Source data -
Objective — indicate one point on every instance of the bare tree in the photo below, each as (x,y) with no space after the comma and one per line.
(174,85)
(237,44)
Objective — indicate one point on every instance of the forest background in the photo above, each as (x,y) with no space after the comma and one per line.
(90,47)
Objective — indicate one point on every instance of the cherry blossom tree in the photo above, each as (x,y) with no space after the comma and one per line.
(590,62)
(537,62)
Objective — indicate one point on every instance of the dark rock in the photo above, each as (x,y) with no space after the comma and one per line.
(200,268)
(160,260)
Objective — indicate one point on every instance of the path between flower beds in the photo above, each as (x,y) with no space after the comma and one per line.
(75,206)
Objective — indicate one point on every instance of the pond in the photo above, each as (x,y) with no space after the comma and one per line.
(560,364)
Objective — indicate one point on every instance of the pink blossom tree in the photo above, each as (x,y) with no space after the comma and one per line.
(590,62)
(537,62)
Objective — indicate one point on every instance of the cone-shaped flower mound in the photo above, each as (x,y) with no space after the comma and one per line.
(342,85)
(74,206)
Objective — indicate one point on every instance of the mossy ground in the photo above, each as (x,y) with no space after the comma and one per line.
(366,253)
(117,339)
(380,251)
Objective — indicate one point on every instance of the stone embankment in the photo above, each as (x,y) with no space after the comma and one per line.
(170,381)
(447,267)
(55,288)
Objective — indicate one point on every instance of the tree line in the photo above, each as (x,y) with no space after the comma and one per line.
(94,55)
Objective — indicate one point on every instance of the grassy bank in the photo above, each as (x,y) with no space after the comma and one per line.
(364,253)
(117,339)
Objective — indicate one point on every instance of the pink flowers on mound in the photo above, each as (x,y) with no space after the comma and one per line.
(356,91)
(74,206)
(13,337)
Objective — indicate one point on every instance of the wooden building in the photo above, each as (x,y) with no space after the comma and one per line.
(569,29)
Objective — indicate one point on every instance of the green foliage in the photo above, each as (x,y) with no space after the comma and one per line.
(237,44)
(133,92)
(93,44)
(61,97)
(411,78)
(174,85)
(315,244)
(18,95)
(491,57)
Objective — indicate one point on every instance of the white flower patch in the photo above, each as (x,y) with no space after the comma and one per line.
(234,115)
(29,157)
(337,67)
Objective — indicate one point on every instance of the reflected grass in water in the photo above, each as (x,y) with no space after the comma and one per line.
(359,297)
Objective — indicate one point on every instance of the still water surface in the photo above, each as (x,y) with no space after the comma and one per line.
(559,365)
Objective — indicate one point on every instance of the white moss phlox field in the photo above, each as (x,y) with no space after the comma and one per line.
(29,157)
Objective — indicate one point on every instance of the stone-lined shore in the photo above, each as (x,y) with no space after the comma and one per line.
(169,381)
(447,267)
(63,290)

Exercise - Exactly as shown above, copy out the material.

Answer area -
Objective — indicate one point on every instance of the bare tree in the photo below, each as (x,y) with no space after the comma and one per line.
(174,85)
(237,44)
Objective — indicate one point on every instance of the forest background in the photo above, each as (x,y) with no space after the comma and one per line.
(90,47)
Objective — indicate one point on every instance of the cherry blossom tree in the photo above, each as (x,y) with no space after the comma and one per line.
(590,62)
(537,62)
Objective — indicate one point on every instance of the dark rock in the photo above, each as (x,y) with no space after the comma and one per line.
(200,268)
(160,260)
Objective — indicate one point on every instance of the path between flower beds in the photo above, each as (x,y) with no space after the comma and one per line.
(75,206)
Objective — indicate one point on every instance of the pond in the photo above, each as (x,y) with no space after the comma and one per line.
(560,364)
Objective — indicate one point on every instance of the pink blossom tree in the photo above, each as (x,y) with no space after the comma and one per line.
(590,62)
(537,62)
Objective — indicate one point on every instance of the cone-shaped flower mound in the photo above, each as (x,y) with no space after the comma and one per line.
(342,85)
(74,206)
Objective — indicate one point on every instance of the mossy ground in the photo above, each as (x,y) with no space after the comma and one per line.
(366,253)
(117,339)
(380,251)
Objective — indicate one point on every instance of the stone embankment in the photo above, each as (x,y) with no space after the comma and one per line.
(170,381)
(447,267)
(55,288)
Objective — indicate one point on every instance of the tree line in the photo above, each as (x,y) with no space after the comma and one per line.
(94,55)
Objective — indicate one point on every instance of the grassy bank in the photo above, each as (x,y) with no space after the comma and one per line.
(364,253)
(117,339)
Objective — indicate one point on every instance of the pink flowers on mound in the photo above, each as (x,y) with no space after the comma and one per line.
(356,91)
(74,206)
(13,337)
Objective — indicate one point on every instance of the wooden building in the photo above, each as (x,y) with no space after the comma and one per line.
(569,29)
Objective — indicate one point on every instance of the green foliage in the photo above, each as (x,y) with no space after the comma and one per line.
(237,44)
(133,92)
(93,44)
(61,97)
(411,78)
(174,85)
(315,244)
(18,95)
(491,57)
Objective — indicate one point on every instance of the white flower patch in the photo above, each as (x,y) with no space after the comma and one per line.
(234,115)
(29,157)
(337,67)
Objective — indicate one point on every instance of the reflected grass in water in the photo above, each as (x,y) with no space after the comma and one per line.
(359,297)
Objective — indicate one point on every instance of the still water surface in the photo above, each as (x,y) with no space after the comma and one per line.
(559,365)
Objective — indicate one point on every instance of the white moss phlox field in the photo above, each as (x,y) with no space after the comma and one per line.
(29,157)
Objective — indicate one point on every instance of the stone-lined shore in the photo above, each as (x,y) with no space after the comma and one per line.
(169,381)
(447,267)
(63,290)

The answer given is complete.